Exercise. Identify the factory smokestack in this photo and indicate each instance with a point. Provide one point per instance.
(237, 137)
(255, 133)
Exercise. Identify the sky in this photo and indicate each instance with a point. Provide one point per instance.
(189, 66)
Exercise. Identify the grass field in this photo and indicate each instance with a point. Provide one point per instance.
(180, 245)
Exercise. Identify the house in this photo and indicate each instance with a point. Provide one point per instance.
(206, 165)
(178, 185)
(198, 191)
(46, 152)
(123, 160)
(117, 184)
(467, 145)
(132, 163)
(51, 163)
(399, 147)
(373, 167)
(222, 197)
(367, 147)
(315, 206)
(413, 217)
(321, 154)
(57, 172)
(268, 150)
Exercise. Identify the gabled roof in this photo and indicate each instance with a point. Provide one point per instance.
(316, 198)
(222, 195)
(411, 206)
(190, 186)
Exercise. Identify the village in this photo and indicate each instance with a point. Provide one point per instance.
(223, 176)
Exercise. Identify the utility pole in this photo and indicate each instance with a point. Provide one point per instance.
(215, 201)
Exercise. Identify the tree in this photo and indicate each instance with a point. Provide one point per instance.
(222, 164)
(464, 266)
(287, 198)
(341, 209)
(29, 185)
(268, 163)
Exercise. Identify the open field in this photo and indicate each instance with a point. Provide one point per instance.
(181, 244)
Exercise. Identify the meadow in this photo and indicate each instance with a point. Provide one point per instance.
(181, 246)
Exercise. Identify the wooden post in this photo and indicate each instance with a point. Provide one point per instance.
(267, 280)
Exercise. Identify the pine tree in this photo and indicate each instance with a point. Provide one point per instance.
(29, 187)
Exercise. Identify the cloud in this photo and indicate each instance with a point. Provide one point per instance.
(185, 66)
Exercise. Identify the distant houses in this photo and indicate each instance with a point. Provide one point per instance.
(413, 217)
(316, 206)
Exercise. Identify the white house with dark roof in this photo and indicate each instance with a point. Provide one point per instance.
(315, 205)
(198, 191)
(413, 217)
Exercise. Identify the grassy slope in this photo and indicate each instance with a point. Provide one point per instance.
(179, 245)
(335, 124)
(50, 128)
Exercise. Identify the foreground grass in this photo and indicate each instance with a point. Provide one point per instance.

REQUIREMENT> The reply must consist solely of the lines from the one containing "Exercise. Identify the white" through the last line in the material above, reproduced exactly.

RESPONSE BELOW>
Exercise. Identify the white house with dark roof in this photo and indicate each instance with a point. Provide one point per instance.
(315, 205)
(198, 191)
(413, 217)
Exercise. Identify the grassy slope in this photo and indicate each instance with a point. Provide one point per instance.
(179, 245)
(335, 124)
(50, 128)
Exercise. Identify the foreground grass in this photo and indicate each instance with a point. Provide one point per instance.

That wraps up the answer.